■ Die Aufgabe ■
Finde bitte in den Einträgen unten jede Zeile, die das Wort „blue“ enthält, und schreibe diese Zeilen unverändert ab. Groß- und Kleinschreibung ist zu beachten.

------------------------

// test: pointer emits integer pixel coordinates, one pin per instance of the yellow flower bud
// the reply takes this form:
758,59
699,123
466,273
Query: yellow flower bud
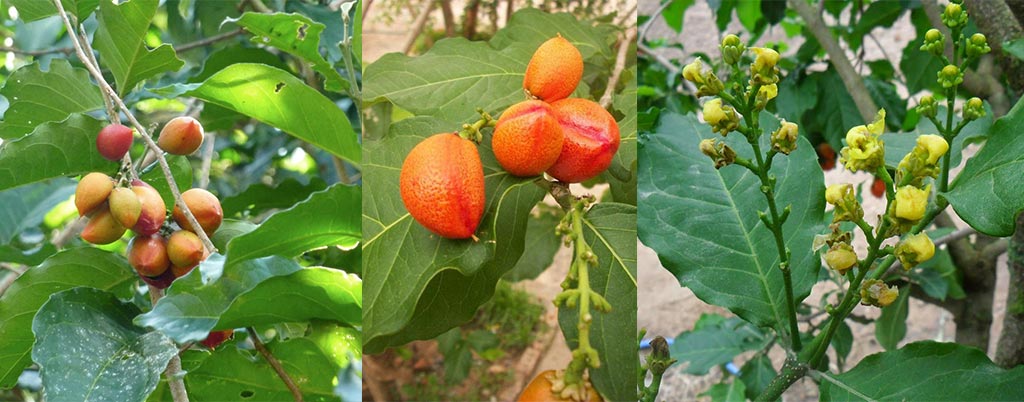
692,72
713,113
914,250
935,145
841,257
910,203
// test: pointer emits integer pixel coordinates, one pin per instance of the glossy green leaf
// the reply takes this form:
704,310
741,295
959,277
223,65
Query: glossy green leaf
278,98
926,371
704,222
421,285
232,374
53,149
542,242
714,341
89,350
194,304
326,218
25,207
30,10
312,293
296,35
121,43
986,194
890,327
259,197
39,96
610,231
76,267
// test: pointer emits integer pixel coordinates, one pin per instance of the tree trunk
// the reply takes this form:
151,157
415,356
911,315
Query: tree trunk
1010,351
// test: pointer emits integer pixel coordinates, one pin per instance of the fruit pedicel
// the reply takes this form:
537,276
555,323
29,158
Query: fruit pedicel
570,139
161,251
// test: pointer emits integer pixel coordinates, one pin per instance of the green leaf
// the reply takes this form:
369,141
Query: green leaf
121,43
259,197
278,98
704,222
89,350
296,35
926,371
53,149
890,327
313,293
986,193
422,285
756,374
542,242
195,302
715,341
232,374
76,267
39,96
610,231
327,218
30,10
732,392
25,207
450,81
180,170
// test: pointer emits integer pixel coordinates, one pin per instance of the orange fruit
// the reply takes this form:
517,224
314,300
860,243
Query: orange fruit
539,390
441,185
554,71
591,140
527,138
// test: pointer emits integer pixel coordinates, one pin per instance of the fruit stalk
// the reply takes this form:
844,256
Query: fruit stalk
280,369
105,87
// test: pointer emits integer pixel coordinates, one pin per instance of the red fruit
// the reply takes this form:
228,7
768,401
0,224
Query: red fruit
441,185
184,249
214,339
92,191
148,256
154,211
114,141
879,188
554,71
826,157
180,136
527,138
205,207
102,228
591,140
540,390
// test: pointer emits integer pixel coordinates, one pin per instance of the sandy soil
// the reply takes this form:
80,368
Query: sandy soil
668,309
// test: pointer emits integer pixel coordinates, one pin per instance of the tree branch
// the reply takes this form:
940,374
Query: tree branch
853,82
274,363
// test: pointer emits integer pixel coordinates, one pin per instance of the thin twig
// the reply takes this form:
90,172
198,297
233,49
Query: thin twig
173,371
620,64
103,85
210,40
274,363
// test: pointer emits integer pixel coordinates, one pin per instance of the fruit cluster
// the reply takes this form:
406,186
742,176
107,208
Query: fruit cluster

------------------------

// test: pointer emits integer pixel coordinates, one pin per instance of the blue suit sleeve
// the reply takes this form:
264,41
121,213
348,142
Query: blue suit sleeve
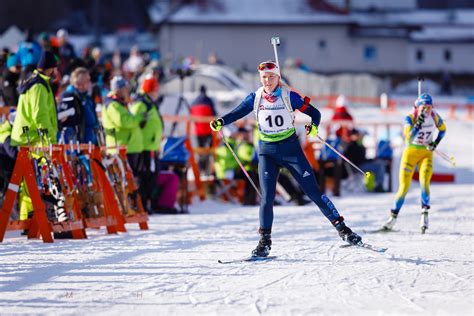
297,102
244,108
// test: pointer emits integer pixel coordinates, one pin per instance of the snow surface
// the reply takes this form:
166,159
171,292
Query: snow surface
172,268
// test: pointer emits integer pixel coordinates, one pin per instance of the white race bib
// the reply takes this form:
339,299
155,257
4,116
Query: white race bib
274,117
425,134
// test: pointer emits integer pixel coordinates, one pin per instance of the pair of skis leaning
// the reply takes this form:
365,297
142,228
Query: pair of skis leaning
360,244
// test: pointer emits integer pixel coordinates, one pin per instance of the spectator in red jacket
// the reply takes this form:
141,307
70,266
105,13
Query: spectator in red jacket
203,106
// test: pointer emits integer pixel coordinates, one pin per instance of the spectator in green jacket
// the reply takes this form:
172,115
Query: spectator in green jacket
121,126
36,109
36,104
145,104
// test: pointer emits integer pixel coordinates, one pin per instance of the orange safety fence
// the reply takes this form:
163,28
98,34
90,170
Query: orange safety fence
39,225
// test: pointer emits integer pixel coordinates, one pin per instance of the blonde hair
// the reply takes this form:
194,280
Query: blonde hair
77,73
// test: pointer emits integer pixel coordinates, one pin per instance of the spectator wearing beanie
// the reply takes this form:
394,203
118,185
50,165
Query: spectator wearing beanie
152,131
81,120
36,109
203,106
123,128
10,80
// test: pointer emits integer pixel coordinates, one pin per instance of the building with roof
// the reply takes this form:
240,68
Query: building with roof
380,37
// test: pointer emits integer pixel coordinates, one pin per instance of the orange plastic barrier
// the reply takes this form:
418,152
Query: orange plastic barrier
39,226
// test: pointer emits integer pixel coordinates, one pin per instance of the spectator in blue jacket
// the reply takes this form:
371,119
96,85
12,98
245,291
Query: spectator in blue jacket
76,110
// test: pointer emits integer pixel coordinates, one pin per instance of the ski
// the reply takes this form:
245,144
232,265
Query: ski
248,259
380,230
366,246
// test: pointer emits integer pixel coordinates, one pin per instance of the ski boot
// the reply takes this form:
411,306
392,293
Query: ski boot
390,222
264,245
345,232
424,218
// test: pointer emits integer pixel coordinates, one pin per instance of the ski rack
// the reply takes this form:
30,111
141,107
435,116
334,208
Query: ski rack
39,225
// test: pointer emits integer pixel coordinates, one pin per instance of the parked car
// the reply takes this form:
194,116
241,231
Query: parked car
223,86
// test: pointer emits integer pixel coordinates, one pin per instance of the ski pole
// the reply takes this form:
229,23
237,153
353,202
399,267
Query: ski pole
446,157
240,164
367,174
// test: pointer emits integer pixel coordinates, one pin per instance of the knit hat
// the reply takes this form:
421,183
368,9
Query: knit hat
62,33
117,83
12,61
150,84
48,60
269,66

------------------------

■ Vollständige Lösung ■
// test: pointer emits integer pixel coordinates, one pin per instance of the blue suit sleeve
Query: blue suit sleeve
// test: pointer emits integer pixel coordinates, one pin per instance of the spectator in blue jacket
Query: spectator in blue jacket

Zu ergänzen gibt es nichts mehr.